━━ Extract

Movie Reviews by Edwin Jahiel


IN LOVE AND WAR (1996) **


Directed by Richard Attenborough. Written by Allan Scott, Clancy Sigal and Anna Hamilton Phelan, based on a screen story by Scott and Dimitri Villard and the book "Hemingway in Love and War" by Henry S. Villard and James Nagel. Photography, Roger Pratt. Editing,Lesley Walker.Production design, Stuart Craig. Music, George Fenton. Cast: Sandra Bullock (Agnes von Kurowsky), Chris O'Donnell (Ernest Hemingway), Mackenzie Astin (Harry Villard),Emilio Bonucci (Domenico Caracciolo) Ingrid Lacey ( Elsie ``Mac'' MacDonald), et al. A New Line Cinema release. 115 minutes. PG-13.
"In Love and War" is a movie on tranquilizers.

When the U.S. entered World War I, Ernest Hemingway, then a cub reporter, wanted to join the fight in Europe but was rejected because of a bad eye. He succeeded however to be sent to Italy as an American Red Cross ambulance driver. Soon after his arrival at the front where Austrians and Italians were fighting, on July 18, 1918, just three days short of his 19th birthday, he was seriously wounded in the leg. At the hospital he fell in love with 26-year old nurse Agnes von Kurowsky. When he proposed to her, first he was accepted, then Agnes changed her mind. They met just once in Michigan and parted forever. Later Hemingway claimed that the two had made love, while Agnes denied it.

Those adventures were later transformed into the classic Hemingway novel "A Farewell to Arms." The book was touchingly filmed in 1932 with Gary Cooper and Helen Hayes. The 1957 remake with Rock Hudson and Jennifer Jones is not a particularly good movie but it does get partly redeemed by the supporting cast, including talented Italian performers like including Vittorio De Sica and Alberto Sordi. In retrospect, it also gets redeemed by the comparison with "In Love and War" which is based on published research on the actual Ernest-Agnes relationship.

After war's end, in the film Agnes and her former patient Harry, meet in New York. Says he: "It feels like one hundred years, not the eight months since we left Italy." The film too feels longer than its running time, though the start is promising.

There are excellent war-scenes drawings behind the opening titles. The arrival of American nurses in a small town has some humor. A marching band delivers a raucous "Beer Barrel Polka," which most people think is a World War II British song, whereas it was a Czech composition. Apparently it already existed in the Great War. That's one of this film's contributions to knowledge.

Soon matters go flat. As young Hemingway eagerly walks to the front lines we hear the music of "The caissons keep rolling along." Yes,we get the message: gung ho Ernest is earnest. Some hospital scenes are rather good, even though certain points could have used greater stress --like the fact that in wartime it was simpler to amputate a leg rather than painstakingly try to avoid gangrene.

━━━━
━━ Information given

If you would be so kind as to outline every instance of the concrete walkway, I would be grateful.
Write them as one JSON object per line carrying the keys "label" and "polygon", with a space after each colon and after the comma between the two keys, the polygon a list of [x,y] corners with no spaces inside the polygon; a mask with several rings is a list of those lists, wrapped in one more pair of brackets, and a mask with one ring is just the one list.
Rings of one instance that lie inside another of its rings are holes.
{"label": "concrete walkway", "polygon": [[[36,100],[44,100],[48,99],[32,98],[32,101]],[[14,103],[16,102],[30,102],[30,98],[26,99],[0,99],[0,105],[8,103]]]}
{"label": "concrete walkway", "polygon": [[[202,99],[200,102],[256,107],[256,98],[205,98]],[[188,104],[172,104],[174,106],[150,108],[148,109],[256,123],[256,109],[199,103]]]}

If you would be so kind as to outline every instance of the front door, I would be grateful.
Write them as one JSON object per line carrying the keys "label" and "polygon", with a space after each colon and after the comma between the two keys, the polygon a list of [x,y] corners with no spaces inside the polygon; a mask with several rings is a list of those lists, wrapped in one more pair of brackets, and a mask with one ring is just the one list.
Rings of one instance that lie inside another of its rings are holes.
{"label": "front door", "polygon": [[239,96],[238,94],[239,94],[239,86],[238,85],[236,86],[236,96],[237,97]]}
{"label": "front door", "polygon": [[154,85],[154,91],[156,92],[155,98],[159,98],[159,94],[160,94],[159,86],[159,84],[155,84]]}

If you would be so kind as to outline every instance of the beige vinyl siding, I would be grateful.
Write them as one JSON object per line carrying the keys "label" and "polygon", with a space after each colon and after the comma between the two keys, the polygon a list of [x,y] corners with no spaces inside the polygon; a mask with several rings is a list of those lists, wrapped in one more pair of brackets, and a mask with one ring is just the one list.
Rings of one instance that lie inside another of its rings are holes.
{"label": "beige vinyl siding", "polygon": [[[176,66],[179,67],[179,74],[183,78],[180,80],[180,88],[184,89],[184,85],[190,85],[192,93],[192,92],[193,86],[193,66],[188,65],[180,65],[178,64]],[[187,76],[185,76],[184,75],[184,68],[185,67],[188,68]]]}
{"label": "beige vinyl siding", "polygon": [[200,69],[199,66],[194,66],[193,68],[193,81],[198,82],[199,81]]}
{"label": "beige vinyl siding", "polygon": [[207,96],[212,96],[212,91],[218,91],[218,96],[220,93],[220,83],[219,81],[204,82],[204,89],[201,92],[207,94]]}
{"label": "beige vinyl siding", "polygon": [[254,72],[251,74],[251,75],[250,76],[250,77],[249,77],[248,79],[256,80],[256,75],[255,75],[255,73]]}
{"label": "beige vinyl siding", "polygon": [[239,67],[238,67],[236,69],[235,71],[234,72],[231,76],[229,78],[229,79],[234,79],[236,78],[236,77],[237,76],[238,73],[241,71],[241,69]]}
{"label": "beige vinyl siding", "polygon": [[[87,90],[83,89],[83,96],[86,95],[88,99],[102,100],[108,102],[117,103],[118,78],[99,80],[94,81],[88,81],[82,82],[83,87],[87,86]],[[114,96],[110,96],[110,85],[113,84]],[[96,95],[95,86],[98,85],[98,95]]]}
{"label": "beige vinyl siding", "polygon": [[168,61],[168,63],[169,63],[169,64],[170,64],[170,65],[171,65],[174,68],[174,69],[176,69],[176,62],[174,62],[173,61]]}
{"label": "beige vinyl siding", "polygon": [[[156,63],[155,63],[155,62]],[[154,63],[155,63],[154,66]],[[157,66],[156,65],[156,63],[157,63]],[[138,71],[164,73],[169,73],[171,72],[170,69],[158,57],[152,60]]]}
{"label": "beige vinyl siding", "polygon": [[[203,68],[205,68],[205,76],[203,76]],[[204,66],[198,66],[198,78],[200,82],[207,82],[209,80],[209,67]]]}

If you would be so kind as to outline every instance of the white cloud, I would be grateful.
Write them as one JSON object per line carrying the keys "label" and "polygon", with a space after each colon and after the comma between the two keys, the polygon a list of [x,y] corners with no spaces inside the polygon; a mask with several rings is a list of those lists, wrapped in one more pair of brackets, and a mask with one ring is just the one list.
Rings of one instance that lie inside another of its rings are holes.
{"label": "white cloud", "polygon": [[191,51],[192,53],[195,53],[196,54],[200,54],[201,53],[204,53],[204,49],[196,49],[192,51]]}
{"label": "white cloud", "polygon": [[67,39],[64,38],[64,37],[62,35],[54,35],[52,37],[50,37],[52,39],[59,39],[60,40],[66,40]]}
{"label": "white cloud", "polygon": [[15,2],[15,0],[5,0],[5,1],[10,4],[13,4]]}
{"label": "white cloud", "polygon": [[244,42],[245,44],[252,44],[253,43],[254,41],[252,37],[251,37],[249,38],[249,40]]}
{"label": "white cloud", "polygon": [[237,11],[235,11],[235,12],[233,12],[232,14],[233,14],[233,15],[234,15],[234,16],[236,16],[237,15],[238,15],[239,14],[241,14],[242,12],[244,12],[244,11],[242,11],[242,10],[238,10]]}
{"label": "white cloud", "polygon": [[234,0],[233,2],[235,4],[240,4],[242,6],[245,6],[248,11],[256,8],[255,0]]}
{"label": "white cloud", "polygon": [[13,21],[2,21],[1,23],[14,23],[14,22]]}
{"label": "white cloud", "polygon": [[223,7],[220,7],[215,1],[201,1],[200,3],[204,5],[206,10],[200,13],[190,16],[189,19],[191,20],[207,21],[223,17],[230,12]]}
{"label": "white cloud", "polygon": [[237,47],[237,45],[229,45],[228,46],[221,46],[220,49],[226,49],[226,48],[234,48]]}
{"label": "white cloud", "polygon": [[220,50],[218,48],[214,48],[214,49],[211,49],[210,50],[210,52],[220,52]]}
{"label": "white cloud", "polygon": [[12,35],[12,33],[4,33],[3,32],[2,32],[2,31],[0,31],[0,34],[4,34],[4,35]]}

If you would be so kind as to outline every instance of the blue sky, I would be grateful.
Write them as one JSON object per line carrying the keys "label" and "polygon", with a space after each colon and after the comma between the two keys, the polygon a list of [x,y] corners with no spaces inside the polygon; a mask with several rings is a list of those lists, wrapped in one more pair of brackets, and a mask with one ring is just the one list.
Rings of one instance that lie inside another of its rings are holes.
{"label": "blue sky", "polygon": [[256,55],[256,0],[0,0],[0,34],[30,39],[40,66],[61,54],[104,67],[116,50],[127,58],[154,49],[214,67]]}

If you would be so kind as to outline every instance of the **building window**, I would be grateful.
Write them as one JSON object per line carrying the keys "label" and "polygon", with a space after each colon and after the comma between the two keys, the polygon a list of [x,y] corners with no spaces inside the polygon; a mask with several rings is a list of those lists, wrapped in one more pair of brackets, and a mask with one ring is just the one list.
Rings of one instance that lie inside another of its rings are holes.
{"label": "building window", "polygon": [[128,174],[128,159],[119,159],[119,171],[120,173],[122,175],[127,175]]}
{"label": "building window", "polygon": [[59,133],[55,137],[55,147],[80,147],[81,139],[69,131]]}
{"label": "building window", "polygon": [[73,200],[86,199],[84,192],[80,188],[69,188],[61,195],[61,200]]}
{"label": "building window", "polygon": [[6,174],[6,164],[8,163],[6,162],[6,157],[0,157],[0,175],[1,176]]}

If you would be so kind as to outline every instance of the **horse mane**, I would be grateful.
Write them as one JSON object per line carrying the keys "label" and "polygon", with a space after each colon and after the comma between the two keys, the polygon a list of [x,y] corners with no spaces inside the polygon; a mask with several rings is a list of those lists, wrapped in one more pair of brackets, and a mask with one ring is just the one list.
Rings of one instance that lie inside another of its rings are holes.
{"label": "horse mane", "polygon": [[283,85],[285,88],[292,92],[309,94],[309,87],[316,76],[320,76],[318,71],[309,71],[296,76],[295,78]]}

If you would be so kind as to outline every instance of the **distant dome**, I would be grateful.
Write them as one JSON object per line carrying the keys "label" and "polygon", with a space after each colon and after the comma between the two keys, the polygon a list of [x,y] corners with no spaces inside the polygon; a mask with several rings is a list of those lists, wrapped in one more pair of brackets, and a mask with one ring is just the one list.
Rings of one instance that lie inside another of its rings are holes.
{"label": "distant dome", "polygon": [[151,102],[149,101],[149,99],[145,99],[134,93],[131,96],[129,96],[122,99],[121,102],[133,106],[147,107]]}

━━━━

• _Requirement 1_
List every actor named in the cast credits of the In Love and War review.
• _Requirement 2_
According to the In Love and War review, on what date was Hemingway wounded at the Italian front?
• _Requirement 3_
Pick up the In Love and War review after its last sentence and carry it forward.

• _Task result 1_
Sandra Bullock, Chris O'Donnell, Mackenzie Astin, Emilio Bonucci, Ingrid Lacey

• _Task result 2_
July 18, 1918.

• _Task result 3_
The Ernest-Agnes affair proceeds sluggishly. The the entire cast is low in the personality department. Sandra Bullock can be a charmer, but here her appeal is below that of her other roles, and her acting is minimalistic. Ditto, in spades, for Chris O'Donnell. He is painfully young, an end-of-century kid rather than a 1918 youth. He never hints at the writer-to-be, at the macho figure that will become the Lost Generation novelist, or at the older Papa Hemingway. During what Mrs. Bucket would call "a riparian entertainment," -- a picnic by a river -- Ernest's callowness causes Agnes to slap his face. You know that love-making cannot be far behind.

Some episodes have the beauty of Italy as a pleasant distraction, but this does not add anything to the story. Most scenes, too,are burdened by persistent, characterless background music. Often praised composer George Fenton must have been following misguided specifications.

First kiss--the music swells romantically. Ernest reads a letter--to plaintive, unseen strings. Ernest revisits the front --and more caissons roll along. The couple's one and only sexual encounter just before Ernest leaves for home, takes place in a bordello's rented room. It comes with a sentimental accordion melody ( a cliche usually reserved for shots of Paris), before reverting to more strings. Finally, the sounds, now from woodwinds and piano, become downright intrusive when Agnes visits Ernest in Michigan.

Among the bits that may have been true but feel false, we have Agnes, invited by an Italian surgeon and suitor to his house in Venice, predictably finding out that it is a luxurious palazzo. Back in the USA, Ernest reads Agnes's Dear John letter, has a fit, breaks everything in sight. It's unconvincing, especially after Orson Welles had done so smashingly better in his "Citizen Kane" bust-it-all scene.

Earlier, a letter from Ernest to Agnes described future bliss: "You'll be keeping the place spic and span while I write." The audience I saw it with must not have included feminists. No one giggled, gasped or howled.